PROBLEM REQUIREMENTS
Copy every entry below word for word, leaving out the pictures.
——
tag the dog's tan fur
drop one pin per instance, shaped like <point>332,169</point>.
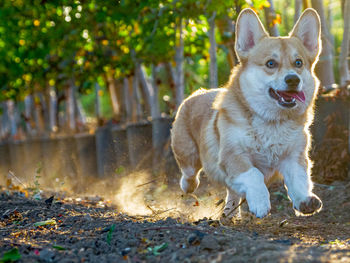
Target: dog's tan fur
<point>241,138</point>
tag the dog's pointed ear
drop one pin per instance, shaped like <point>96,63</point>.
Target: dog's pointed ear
<point>308,30</point>
<point>249,30</point>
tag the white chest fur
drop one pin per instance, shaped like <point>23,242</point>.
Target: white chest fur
<point>272,142</point>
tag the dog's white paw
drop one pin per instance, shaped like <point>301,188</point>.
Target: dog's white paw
<point>259,202</point>
<point>251,184</point>
<point>189,184</point>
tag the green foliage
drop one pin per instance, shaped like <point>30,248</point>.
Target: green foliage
<point>47,43</point>
<point>11,256</point>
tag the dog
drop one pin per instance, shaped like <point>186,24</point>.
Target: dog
<point>256,128</point>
——
ANSWER TO THE EXERCISE
tag the dog's tan fur
drop one pin per instance, shaped like <point>332,169</point>.
Target: dog's tan fur
<point>241,138</point>
tag the dog's pointed ear
drop one pin per instance, shaped like <point>96,63</point>.
Target: dog's pointed ear
<point>308,30</point>
<point>249,30</point>
tag the white chest fur
drop one pin per instance, shaped like <point>23,242</point>.
Target: white chest fur
<point>272,142</point>
tag the dog's white paw
drop one pin per instance, shaped like <point>301,188</point>.
Target: dog's white paw
<point>259,202</point>
<point>251,184</point>
<point>189,184</point>
tag the green foliage
drop one pin per instance, shaped like <point>30,248</point>.
Target: green foliage
<point>47,43</point>
<point>11,256</point>
tag the dog
drop one pin per instance, shaped like <point>186,24</point>.
Target: dog
<point>256,128</point>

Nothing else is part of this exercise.